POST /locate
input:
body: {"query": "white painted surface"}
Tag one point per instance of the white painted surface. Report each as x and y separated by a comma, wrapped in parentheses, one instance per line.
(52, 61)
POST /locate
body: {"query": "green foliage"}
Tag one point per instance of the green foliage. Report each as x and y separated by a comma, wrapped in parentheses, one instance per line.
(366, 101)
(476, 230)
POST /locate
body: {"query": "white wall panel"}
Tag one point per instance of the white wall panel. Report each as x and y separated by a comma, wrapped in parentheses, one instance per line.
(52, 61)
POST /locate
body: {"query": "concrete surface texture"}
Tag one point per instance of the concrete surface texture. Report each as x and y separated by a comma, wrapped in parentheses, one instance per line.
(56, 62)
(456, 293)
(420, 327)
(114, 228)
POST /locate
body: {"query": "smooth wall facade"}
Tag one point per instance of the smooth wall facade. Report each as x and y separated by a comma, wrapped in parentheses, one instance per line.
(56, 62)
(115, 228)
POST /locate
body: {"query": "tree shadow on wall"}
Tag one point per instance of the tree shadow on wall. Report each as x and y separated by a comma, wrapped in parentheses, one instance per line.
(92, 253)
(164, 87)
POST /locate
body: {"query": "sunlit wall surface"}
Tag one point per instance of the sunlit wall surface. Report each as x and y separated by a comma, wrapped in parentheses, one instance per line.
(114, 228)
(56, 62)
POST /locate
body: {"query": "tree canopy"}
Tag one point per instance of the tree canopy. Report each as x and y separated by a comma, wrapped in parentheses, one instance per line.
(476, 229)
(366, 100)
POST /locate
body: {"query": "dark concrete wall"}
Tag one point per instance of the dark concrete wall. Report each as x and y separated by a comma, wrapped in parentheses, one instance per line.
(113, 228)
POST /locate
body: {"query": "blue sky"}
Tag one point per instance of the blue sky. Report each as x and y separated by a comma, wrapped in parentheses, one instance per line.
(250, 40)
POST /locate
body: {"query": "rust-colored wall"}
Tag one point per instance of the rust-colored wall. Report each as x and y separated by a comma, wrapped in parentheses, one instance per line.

**WHAT YOU NEED TO DO**.
Reproduce each line of the material above precisely.

**RESULT FOR THIS TASK**.
POST /locate
input:
body: {"query": "white painted surface"}
Tag one point per instance of the white painted surface. Report each as x and y separated by a comma, wrapped in parentheses, one instance per line.
(52, 61)
POST /locate
body: {"query": "green foliage"}
Tag one point per instance of the green foliage. Report each as x and y separated by a comma, wrapped in parentheses, one instance per line.
(366, 101)
(476, 230)
POST /locate
body: {"query": "white wall panel"}
Tag one point per instance of the white wall panel. Report each as x and y separated by a comma, wrapped in parentheses, one instance per line.
(52, 61)
POST /locate
body: {"query": "concrete surface texture"}
Tag one point per instance of the concrete surface texture. Report each as x and y separated by a comma, wrapped in parentheses, one instance per line.
(56, 62)
(456, 293)
(420, 327)
(114, 228)
POST /locate
body: {"query": "smooth wall facade"}
Tag one point per instance of the smooth wall facade. Report each as x and y separated by a comma, wrapped in parentheses, one instance per line.
(56, 62)
(115, 228)
POST /locate
body: {"query": "tree shadow on wall"}
Tag one point per instance of the tree shadow on wall. Report each as x and y separated by a comma, wrapped in parentheses, one instance per line.
(92, 253)
(164, 87)
POST /locate
body: {"query": "sunlit wall surface"}
Tag one point per instance of the sunlit wall surface. Report each as x and y separated by a comma, wrapped in parentheses, one instance per line.
(114, 228)
(56, 62)
POST /locate
body: {"query": "tree canopy"}
Tag one point per instance of the tree canopy. Report each as x and y separated by a comma, wrapped in parentheses, one instance per line.
(476, 229)
(366, 100)
POST /locate
body: {"query": "dark concrete wall"}
Tag one point per instance of the dark concrete wall. Report each as x and y separated by a comma, wrapped in parentheses, one instance per line.
(113, 228)
POST /locate
body: {"query": "blue sky"}
Tag one point per instance of the blue sky. Report each as x and y separated by a comma, wrapped in parentheses, one instance per line.
(250, 40)
POST /locate
body: {"query": "rust-colored wall"}
Tag one point per instance of the rust-colored wall. Report each as x and y separated by a comma, wrapped in parentheses, one instance per line.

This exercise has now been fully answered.